%%

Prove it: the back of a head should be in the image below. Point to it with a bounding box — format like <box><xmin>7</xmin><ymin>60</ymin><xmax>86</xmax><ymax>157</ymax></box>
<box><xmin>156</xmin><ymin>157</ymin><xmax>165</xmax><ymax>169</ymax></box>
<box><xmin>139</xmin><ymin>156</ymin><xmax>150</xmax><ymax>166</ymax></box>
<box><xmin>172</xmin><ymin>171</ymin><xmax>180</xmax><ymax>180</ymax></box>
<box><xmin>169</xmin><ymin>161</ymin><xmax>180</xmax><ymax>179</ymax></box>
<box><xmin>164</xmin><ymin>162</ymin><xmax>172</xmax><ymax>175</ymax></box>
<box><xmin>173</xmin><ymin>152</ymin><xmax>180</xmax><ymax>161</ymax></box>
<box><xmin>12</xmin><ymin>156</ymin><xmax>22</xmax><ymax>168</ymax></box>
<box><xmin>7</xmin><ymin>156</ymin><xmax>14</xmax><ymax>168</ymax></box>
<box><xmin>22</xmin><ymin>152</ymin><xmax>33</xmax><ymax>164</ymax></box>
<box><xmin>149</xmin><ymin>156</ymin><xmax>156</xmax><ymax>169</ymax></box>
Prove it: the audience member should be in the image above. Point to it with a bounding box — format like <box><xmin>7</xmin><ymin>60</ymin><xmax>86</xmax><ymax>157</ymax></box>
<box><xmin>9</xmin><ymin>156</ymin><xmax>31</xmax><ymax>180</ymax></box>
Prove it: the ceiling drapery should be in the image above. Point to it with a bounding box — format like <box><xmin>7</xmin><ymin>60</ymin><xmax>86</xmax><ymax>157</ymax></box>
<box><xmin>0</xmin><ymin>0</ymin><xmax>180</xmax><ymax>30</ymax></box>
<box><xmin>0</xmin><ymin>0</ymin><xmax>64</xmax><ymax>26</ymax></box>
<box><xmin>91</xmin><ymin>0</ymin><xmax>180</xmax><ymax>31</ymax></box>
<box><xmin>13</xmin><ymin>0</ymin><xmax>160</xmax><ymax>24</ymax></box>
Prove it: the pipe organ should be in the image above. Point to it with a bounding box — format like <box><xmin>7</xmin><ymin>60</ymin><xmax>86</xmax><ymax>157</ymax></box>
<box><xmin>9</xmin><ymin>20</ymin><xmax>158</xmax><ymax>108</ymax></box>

%%

Per favore, restituisci identico tutto ciò che va dalla riga che contiene "Prove it: the ceiling" giù fino alla fine dei record, estremi inclusi.

**Risposta**
Prove it: the ceiling drapery should be in the image above. Point to it with a bounding box — format like <box><xmin>7</xmin><ymin>60</ymin><xmax>86</xmax><ymax>157</ymax></box>
<box><xmin>0</xmin><ymin>0</ymin><xmax>180</xmax><ymax>30</ymax></box>
<box><xmin>0</xmin><ymin>0</ymin><xmax>64</xmax><ymax>26</ymax></box>
<box><xmin>91</xmin><ymin>0</ymin><xmax>180</xmax><ymax>31</ymax></box>
<box><xmin>13</xmin><ymin>0</ymin><xmax>160</xmax><ymax>24</ymax></box>
Prove it: the pipe organ should be in the image above. Point to it with a bounding box — format like <box><xmin>7</xmin><ymin>60</ymin><xmax>86</xmax><ymax>157</ymax></box>
<box><xmin>9</xmin><ymin>20</ymin><xmax>158</xmax><ymax>108</ymax></box>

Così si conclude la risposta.